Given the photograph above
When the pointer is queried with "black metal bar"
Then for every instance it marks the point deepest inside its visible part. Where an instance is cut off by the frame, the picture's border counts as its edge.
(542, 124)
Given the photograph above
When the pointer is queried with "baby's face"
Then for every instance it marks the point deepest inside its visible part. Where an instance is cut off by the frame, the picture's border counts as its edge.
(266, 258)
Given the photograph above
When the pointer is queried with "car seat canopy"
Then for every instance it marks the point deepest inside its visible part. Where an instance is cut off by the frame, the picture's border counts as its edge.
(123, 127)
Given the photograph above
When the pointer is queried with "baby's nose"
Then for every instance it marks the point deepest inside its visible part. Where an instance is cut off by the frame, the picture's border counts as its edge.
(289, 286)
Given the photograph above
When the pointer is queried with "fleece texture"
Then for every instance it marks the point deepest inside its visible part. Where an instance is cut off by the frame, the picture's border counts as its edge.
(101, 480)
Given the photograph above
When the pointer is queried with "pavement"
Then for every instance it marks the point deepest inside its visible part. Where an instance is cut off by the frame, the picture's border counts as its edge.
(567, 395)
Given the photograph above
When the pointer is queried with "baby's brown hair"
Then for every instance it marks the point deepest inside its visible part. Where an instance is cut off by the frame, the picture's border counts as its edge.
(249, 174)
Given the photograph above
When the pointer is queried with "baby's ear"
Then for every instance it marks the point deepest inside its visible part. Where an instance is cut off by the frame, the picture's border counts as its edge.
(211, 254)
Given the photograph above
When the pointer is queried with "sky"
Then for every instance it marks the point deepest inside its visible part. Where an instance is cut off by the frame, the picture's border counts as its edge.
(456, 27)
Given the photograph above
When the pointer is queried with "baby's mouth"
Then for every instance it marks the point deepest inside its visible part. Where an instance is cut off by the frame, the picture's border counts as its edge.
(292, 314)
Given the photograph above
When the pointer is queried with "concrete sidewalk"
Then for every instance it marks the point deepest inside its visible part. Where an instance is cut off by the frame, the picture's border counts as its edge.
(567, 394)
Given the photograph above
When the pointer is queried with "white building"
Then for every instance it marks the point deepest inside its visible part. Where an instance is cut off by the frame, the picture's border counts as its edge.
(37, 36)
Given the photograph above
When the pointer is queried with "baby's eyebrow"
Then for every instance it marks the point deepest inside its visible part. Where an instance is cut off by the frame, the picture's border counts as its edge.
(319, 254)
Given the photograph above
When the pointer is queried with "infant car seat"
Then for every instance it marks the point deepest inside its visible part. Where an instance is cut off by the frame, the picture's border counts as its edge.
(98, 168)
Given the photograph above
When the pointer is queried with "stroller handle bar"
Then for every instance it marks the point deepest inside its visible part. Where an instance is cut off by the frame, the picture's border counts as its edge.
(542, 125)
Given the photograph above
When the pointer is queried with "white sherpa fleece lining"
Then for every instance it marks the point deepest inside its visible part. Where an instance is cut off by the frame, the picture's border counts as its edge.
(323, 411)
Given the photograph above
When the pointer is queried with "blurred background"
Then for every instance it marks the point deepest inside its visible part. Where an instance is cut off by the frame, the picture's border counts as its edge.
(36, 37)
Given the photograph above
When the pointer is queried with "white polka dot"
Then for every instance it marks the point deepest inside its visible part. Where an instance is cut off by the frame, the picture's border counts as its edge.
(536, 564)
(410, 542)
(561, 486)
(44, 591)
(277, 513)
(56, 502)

§ Goal
Write out the entries in full, exactly as given.

§ Complete answer
Given the photograph above
When the pointer is queried with "black metal bar"
Then for every instance it marks the point deepest inside its visible part. Where an instance is cut off by the frame, the picture's border counts as its edge.
(542, 124)
Given the photograph above
When the pointer is queried with "baby's face"
Then for every instance it marks the point deepest inside its visible part. Where an instance is cut off by the frame, the picture's border counts as its edge.
(266, 258)
Given the photograph above
When the pointer is queried with "car seat canopy"
Then for every instance it marks the point deepest inside its visible part. Where an instance is cut off by the frame, the picture's border counts as its edge.
(123, 127)
Given the photograph above
When the pointer is queried with "baby's nose"
Then for every instance it marks the point deepest inside its visible part. Where an instance is cut off by the frame, the picture's border counts as its edge.
(289, 286)
Given the photograph above
When the pointer is queried with "fleece texture"
Then for every instance it marks the point deepest inside its visible part. Where an instance is cut off by the frame, the picture's border counts as its edge.
(101, 480)
Given the photograph above
When the pointer is queried with "pavement"
Then for every instance it marks the point deepest inside its visible part. Where an instance is cut off by the frame, the picture's border counts as its edge.
(567, 395)
Given the photograph above
When the pointer is queried with "baby's brown hair"
Then for every instance it marks the point deepest inside its visible part. Where an instance is cut off by the frame, the picture's border counts as its edge.
(249, 174)
Given the photograph above
When the pointer is queried with "baby's ear"
Then for every instance it marks the point deepest inside its visible part. Where an instance is cut off by the frame, the picture's border counts as its edge.
(211, 254)
Given the photograph above
When the pointer is queried with "sky"
Then for every instance it marks the point deepest inside its visible part. Where an instance is cut off by the frame, the picture's border counts as its edge.
(456, 27)
Given the photograph above
When the pointer is queried with "baby's mouth"
Then for every instance it marks the point deepest inside its visible part. Where an instance is cut off by the frame, the picture's border counts as its edge.
(292, 314)
Given the photograph above
When the pointer is queried with "concrete sidewalk"
Then for every instance it marks the point deepest inside its visible part. Where an instance is cut off by the frame, the picture's border counts as its edge.
(567, 394)
Given the photograph above
When the pointer is queried with "white building"
Then for every instance it marks the point deepest inside its visible part. Where an instance is cut off by the frame, the picture's border counts as its edge.
(37, 36)
Given the photograph above
When the pointer is queried with "baby's eyebrow"
Then for every instance it marks the point deepest inside its visible part. Where an instance is cut off by the frame, the picture's border counts as its edge.
(319, 254)
Given the photograph above
When the pointer is queried with "infant car seat"
Then for every instance it marks the point deepest inside its visible part. Where an instance is cut off by the frame, the picture's border counts as its edge.
(98, 168)
Given the photograph above
When the pointer is queried with "stroller handle bar"
Then for every instance it marks the point deepest inside its visible part. Where an instance is cut off by the frame, the picture's border counts as its edge.
(542, 125)
Given the photograph above
When the pointer is queried with "white sherpa fleece lining"
Then for every instance it marks the point deepest inside its visible part. Where an instance is cut off by the frame, the picture's border counts as its edge.
(323, 411)
Given the photograph above
When the pointer is queried with "blurred background"
Then for every instance it marks the point deepest inside its visible part. Where an instance is cut off by the frame, the picture's border counts as its edge.
(36, 37)
Given the photograph above
When the pointer is queried with "white polka dot"
Then for every instance it marks the point deepest inside its visible part. Where an instance is cut off by the frame, the picture's border counts as its edge.
(536, 564)
(410, 542)
(561, 486)
(44, 591)
(277, 513)
(56, 502)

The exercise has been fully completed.